:: WHAT IS EXPECTED ::
Without omitting anything, write out the listing below precisely.

(Beginning of PROVIDED ENTRIES)

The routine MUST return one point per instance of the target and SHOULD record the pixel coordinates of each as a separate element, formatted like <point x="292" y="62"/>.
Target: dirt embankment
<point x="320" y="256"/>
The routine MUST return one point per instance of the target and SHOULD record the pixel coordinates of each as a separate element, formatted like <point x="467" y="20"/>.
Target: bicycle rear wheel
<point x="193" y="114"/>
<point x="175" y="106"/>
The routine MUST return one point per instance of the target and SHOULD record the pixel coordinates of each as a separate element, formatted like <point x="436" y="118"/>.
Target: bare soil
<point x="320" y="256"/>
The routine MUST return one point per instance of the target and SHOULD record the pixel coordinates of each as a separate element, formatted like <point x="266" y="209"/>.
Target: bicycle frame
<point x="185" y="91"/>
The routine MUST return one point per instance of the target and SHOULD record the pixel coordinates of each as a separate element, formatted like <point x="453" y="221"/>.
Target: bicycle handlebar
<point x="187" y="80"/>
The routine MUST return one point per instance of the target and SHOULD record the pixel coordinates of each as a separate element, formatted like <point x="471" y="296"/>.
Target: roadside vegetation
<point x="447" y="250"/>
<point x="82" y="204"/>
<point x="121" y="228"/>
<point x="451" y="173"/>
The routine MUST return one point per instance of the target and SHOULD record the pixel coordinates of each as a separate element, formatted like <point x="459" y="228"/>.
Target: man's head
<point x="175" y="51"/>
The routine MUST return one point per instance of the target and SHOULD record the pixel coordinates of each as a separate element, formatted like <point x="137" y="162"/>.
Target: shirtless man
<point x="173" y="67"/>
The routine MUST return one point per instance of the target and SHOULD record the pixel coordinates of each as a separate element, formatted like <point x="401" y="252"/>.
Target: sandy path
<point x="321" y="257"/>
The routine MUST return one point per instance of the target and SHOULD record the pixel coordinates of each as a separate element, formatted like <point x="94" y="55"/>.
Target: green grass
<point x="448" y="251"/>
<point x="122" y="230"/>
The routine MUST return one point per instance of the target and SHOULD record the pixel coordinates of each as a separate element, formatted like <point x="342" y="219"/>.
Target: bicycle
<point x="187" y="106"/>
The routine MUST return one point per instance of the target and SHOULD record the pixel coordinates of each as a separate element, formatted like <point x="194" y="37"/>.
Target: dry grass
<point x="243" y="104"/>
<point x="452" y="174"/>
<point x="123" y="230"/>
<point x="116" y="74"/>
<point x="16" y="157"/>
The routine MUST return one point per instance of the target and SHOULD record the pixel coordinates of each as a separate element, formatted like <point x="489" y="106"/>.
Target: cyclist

(End of PROVIDED ENTRIES)

:: ANSWER TO THIS TASK ::
The routine MUST return one point per instance of the target and SHOULD record the pixel coordinates of each as a separate element, formatted like <point x="292" y="62"/>.
Target: dirt embankment
<point x="320" y="256"/>
The routine MUST return one point per instance of the target and SHOULD record the pixel coordinates of each as a separate element, formatted like <point x="467" y="20"/>.
Target: bicycle rear wheel
<point x="193" y="114"/>
<point x="175" y="106"/>
The routine MUST return one point per instance of the target and SHOULD record the pixel coordinates of each as a separate element, formatted like <point x="436" y="118"/>.
Target: bare soil
<point x="320" y="256"/>
The routine MUST return one point per instance of the target and SHOULD record the pixel coordinates of each as a separate element, formatted like <point x="266" y="209"/>.
Target: bicycle frame
<point x="185" y="91"/>
The routine MUST return one point per instance of the target and SHOULD record the pixel coordinates of each as a separate element, formatted like <point x="453" y="221"/>.
Target: bicycle handlebar
<point x="187" y="80"/>
The routine MUST return one point per instance of the target and SHOULD record the pixel coordinates of each as a separate element, formatted like <point x="471" y="296"/>.
Target: roadside vegetation
<point x="447" y="250"/>
<point x="82" y="204"/>
<point x="121" y="228"/>
<point x="451" y="173"/>
The routine MUST return one point per instance of the target and SHOULD record the pixel coordinates of each as a separate element, formatted like <point x="459" y="228"/>.
Target: man's head
<point x="175" y="51"/>
The routine MUST return one point per instance of the target and SHOULD record the pixel coordinates of each as a separate element, formatted like <point x="137" y="162"/>.
Target: shirtless man
<point x="173" y="67"/>
The routine MUST return one point per instance of the target and SHOULD record the pixel coordinates of each as a separate element, formatted like <point x="401" y="252"/>.
Target: sandy path
<point x="321" y="257"/>
The routine MUST return one point per instance of the target and SHOULD record the pixel coordinates of each as a separate element, formatted like <point x="94" y="55"/>.
Target: green grass
<point x="448" y="251"/>
<point x="122" y="230"/>
The routine MUST return one point per instance of the target and SHOULD record the pixel coordinates of each as a separate element, formatted like <point x="342" y="219"/>.
Target: bicycle
<point x="187" y="106"/>
The routine MUST return one point per instance of the target and SHOULD record the pixel coordinates of each as a separate element, formatted like <point x="194" y="37"/>.
Target: dry grass
<point x="243" y="104"/>
<point x="452" y="174"/>
<point x="123" y="230"/>
<point x="116" y="74"/>
<point x="16" y="157"/>
The routine MUST return one point per instance of the target and SHOULD record the pixel coordinates of each as a separate element, formatted like <point x="489" y="106"/>.
Target: cyclist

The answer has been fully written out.